= Challenge =
Locate every line in the entries below that contains the string "Target", and copy each of those lines in full.

= Rows =

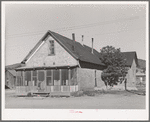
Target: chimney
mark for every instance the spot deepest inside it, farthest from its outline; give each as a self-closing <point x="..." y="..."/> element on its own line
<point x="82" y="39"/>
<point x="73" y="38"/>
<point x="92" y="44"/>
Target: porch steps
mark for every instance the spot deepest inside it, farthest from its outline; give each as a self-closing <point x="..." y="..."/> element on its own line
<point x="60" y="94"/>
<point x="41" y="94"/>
...
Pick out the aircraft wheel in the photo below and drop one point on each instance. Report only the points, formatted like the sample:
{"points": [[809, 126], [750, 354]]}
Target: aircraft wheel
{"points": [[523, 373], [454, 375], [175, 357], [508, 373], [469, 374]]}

= Solution for this problem =
Target: chimney
Target: porch steps
Target: aircraft wheel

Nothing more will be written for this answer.